(Position annotation records)
=-=-=-=-=
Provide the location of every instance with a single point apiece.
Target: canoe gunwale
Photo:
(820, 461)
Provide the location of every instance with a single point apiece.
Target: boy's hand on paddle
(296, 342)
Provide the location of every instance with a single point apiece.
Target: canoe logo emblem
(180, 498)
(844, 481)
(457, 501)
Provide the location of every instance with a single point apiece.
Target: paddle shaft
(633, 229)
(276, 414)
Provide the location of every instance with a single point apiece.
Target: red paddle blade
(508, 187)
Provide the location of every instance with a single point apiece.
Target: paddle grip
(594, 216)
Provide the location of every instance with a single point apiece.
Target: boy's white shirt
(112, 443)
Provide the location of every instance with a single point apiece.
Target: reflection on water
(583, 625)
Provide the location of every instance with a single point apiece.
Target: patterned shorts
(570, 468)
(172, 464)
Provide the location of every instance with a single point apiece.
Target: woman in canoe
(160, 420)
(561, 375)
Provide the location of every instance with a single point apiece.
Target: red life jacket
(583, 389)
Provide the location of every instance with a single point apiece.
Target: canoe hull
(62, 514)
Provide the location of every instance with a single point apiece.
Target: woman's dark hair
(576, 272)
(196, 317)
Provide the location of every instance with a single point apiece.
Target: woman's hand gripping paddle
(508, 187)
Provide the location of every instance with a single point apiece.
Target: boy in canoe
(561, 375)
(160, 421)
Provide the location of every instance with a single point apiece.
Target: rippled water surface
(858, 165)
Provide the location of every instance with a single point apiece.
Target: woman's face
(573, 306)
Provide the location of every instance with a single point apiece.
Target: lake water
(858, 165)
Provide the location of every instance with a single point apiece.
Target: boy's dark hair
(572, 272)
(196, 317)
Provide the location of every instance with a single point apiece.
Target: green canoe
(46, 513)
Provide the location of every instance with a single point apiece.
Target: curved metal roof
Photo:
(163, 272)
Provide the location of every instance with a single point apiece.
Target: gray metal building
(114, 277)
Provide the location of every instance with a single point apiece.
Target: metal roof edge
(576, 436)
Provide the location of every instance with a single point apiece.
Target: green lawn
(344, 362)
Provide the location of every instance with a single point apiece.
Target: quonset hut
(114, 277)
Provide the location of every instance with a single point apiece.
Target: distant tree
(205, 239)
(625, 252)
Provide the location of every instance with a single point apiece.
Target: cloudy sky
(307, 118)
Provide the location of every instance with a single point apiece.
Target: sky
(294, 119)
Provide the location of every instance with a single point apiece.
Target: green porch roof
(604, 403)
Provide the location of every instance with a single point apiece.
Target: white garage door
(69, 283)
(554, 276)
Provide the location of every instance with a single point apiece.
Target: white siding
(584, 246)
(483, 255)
=-=-=-=-=
Print out every entry, keeping each one exact.

Provide the location of every instance with a single point apiece.
Target: canoe gunwale
Photo:
(820, 461)
Provide the location of every instance with a single point apiece.
Target: boy's hand on paddle
(296, 342)
Provide the location of every instance with a single point apiece.
Target: canoe logo emblem
(180, 498)
(844, 481)
(457, 501)
Provide the location of every instance with a single point apiece.
Target: paddle shaft
(633, 229)
(276, 414)
Provide the location of every instance with a single point apiece.
Target: red paddle blade
(508, 187)
Provide the location of every instance with a single point apiece.
Target: paddle grip
(594, 216)
Provide the location of every instance with a single point apiece.
Target: boy's white shirt
(112, 443)
Provide the location of every instance with a single point apiece.
Target: reflection on water
(583, 625)
Provide the location of every instance with a single point apiece.
Target: patterned shorts
(570, 468)
(172, 464)
Provide the location of every instance with a single point apiece.
Target: woman in canoe
(160, 420)
(561, 375)
Provide the location of every instance with a single point apiece.
Target: red life jacket
(583, 389)
Provide the location of every instance with a single point apiece.
Target: canoe hull
(62, 514)
Provide the location of every instance with a single point apiece.
Target: woman's dark hair
(576, 272)
(196, 317)
Provide the location of every instance with a single point apiece.
Target: woman's hand gripping paddle
(508, 187)
Provide the location of every instance with a single point apiece.
Target: boy in canoe
(561, 375)
(160, 421)
Provide the location of every instance with a single point apiece.
Target: rippled water surface
(858, 165)
Provide the location of every instance with a single point apiece.
Target: woman's face
(573, 306)
Provide the location of every instance with a single point apiece.
Target: lake water
(858, 165)
Provide the location of every instance with a single point apiece.
Target: boy's dark hair
(572, 272)
(196, 317)
Provide the location of every instance with a single point apiece.
Target: green canoe
(46, 513)
Provide the location of every instance with a single point apiece.
Target: curved metal roof
Photo:
(163, 272)
Provide the location of every instance with a single point apiece.
Target: gray metal building
(114, 277)
Provide the location of every instance with a single point apiece.
Target: metal roof edge
(576, 436)
Provide the location of every instance with a single point apiece.
Target: green lawn
(344, 362)
Provide the location of every instance with a single point apiece.
Target: quonset hut
(114, 277)
Provide the location of every instance with a single point apiece.
Target: distant tree
(205, 239)
(625, 252)
Provide the location of every instance with a single point apiece.
Target: cloudy sky
(307, 118)
Provide the location of every instance with a single point apiece.
Target: sky
(294, 119)
Provide the location of every instance with a single point apiece.
Target: green porch roof
(604, 403)
Provide the location of every instance with a single point apiece.
Target: white garage door
(69, 283)
(554, 276)
Provide the location of every instance with a single point apiece.
Target: white siding
(584, 246)
(483, 255)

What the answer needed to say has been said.